▸ **Stored data**
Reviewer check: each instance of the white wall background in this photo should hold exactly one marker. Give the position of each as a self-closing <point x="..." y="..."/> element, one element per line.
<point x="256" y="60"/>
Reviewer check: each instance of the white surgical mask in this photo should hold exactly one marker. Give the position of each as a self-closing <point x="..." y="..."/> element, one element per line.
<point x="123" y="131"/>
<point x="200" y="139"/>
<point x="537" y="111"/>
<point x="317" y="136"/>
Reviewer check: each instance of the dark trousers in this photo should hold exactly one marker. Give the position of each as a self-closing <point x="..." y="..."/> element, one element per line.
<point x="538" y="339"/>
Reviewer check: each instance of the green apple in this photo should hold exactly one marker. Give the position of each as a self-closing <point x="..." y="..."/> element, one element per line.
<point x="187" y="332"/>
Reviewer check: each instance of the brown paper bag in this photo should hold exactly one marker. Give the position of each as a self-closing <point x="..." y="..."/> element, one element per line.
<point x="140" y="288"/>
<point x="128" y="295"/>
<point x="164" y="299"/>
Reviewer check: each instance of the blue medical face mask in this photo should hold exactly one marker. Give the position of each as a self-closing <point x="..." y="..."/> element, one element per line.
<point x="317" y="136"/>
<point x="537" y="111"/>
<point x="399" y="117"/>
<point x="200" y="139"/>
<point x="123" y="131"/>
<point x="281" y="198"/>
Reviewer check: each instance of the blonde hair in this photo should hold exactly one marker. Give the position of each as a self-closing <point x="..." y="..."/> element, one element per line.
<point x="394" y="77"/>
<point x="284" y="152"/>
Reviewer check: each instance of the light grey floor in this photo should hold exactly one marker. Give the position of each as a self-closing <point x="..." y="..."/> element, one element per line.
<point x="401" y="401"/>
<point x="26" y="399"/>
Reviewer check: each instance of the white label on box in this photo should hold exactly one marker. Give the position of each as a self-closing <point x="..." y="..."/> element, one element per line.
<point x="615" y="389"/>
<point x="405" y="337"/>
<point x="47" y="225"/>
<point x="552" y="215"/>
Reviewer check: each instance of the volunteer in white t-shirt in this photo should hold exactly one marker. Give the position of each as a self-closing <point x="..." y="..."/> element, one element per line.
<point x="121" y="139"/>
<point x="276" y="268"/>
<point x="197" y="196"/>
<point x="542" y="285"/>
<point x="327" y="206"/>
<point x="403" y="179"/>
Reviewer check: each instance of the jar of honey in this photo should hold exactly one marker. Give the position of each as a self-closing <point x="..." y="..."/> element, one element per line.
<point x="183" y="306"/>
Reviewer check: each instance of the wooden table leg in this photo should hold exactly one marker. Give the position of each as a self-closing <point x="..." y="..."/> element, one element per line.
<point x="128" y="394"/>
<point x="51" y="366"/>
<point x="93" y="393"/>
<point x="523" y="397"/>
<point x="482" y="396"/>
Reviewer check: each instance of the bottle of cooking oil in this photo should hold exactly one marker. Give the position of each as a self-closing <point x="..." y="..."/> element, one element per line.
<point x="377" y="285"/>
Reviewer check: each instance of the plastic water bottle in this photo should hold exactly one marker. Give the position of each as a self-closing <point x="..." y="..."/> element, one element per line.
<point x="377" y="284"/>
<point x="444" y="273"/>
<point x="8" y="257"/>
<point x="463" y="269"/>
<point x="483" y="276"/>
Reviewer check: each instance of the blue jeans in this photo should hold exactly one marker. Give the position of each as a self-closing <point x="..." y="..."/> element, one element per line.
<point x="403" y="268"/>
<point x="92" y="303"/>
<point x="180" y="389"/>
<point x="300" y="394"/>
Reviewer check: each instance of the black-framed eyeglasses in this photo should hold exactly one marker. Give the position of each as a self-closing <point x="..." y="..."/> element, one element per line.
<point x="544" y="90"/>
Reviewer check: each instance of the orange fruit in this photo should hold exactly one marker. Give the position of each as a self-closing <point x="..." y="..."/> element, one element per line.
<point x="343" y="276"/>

▸ **Task**
Could you format all the records above as a two-column CSV with the header row request,answer, giving each record one row with its text and its answer each in a single quoted field and every line break replaced by a space?

▸ **Right answer**
request,answer
"Reviewer check: each instance of the white wall background in this photo should hold exactly one marker. Give the position of each as a self-closing <point x=""..."" y=""...""/> element, one element per line.","<point x=""256"" y=""60""/>"
"Reviewer check: each instance of the white surgical mask in this photo should hold exactly one marker. Give the position of each as a self-closing <point x=""..."" y=""...""/> element, one element per line.","<point x=""123"" y=""131""/> <point x=""200"" y=""139""/> <point x=""537"" y=""111""/> <point x=""317"" y=""136""/>"
"Reviewer check: each instance of the dark trousers in this photo should hold exactly one marker. Give the position of each as a self-closing <point x=""..."" y=""...""/> element, one element per line.","<point x=""538"" y=""339""/>"
"Reviewer check: each instance of the green apple in this photo should hold exactly one marker. Give the position of each as a self-closing <point x=""..."" y=""...""/> element, one element per line.","<point x=""187"" y=""332""/>"
"Reviewer check: each instance of the brown paper bag in this photo should hold exactly one marker. Give the position of each as a self-closing <point x=""..."" y=""...""/> element, one element per line.","<point x=""140"" y=""288""/> <point x=""128"" y=""295""/> <point x=""164"" y=""299""/>"
"Reviewer check: each instance of the blue medical face mask in this photo should hold exactly one marker. Give the position of each as a self-closing <point x=""..."" y=""...""/> element, one element per line.","<point x=""317"" y=""136""/> <point x=""537"" y=""111""/> <point x=""399"" y=""117""/> <point x=""200"" y=""139""/> <point x=""123"" y=""131""/> <point x=""281"" y=""198""/>"
"Reviewer check: each instance of the blonde hair in this photo should hold exactly one marker. Give the position of each as a self-closing <point x=""..."" y=""...""/> element, one element per line.","<point x=""394"" y=""77""/> <point x=""284"" y=""152""/>"
"Reviewer check: each instance of the light grey floor in this photo should hold exactly one marker. Give the position of each as a self-closing <point x=""..."" y=""...""/> element, one element per line.","<point x=""401"" y=""401""/> <point x=""26"" y=""399""/>"
"Reviewer check: each instance of the white label on box in this photo should hold exactly one marker. Give the position of each as a self-closing <point x=""..."" y=""...""/> element, one element per line.","<point x=""615"" y=""389""/> <point x=""405"" y=""337""/> <point x=""47"" y=""225""/> <point x=""552"" y=""215""/>"
"Reviewer check: each instance of the volunteer in white t-shirt in this photo should hold exactly one marker. Give the position of each as a self-closing <point x=""..."" y=""...""/> element, one element per line.","<point x=""121"" y=""139""/> <point x=""276"" y=""268""/> <point x=""197"" y=""196""/> <point x=""542"" y=""285""/> <point x=""327"" y=""206""/> <point x=""403"" y=""179""/>"
"Reviewer check: each instance of the jar of honey in this photo should hold exactly one marker. Give the position of each as a self-closing <point x=""..."" y=""...""/> element, one element per line.","<point x=""183"" y=""306""/>"
"Reviewer check: each instance of the wooden table leg in this photo should hold exactly one marker. Give the position of each as a self-closing <point x=""..."" y=""...""/> element, one element per line.","<point x=""128"" y=""394""/> <point x=""51"" y=""366""/> <point x=""93"" y=""393""/> <point x=""523"" y=""397""/> <point x=""482"" y=""396""/>"
"Reviewer check: each instance of the bottle of cooking oil in this photo should hold exactly one marker. Give the position of each as a self-closing <point x=""..."" y=""...""/> element, one element per line.","<point x=""377"" y=""285""/>"
"Reviewer check: each instance of the plastic water bottle in this photo should hold exactly one marker. Give the position of each as a self-closing <point x=""..."" y=""...""/> element, one element per line.","<point x=""377"" y=""284""/> <point x=""444"" y=""273""/> <point x=""8"" y=""257""/> <point x=""463"" y=""269""/> <point x=""483"" y=""276""/>"
"Reviewer check: each instance of the blue jeans in this photo should hold exactly one marker. Give the position of each as a self-closing <point x=""..."" y=""...""/> element, one element per line.","<point x=""403"" y=""268""/> <point x=""92"" y=""303""/> <point x=""180"" y=""389""/> <point x=""300"" y=""394""/>"
"Reviewer check: each instance of the black-framed eyeglasses in this photo should hold exactly one marker. Give the position of each as a self-closing <point x=""..."" y=""...""/> element, one element per line.","<point x=""544"" y=""90""/>"
"Reviewer check: each instance of the orange fruit in this photo should hold exactly one marker. Give the position of each as a self-closing <point x=""..."" y=""...""/> element, one element per line.","<point x=""343"" y=""276""/>"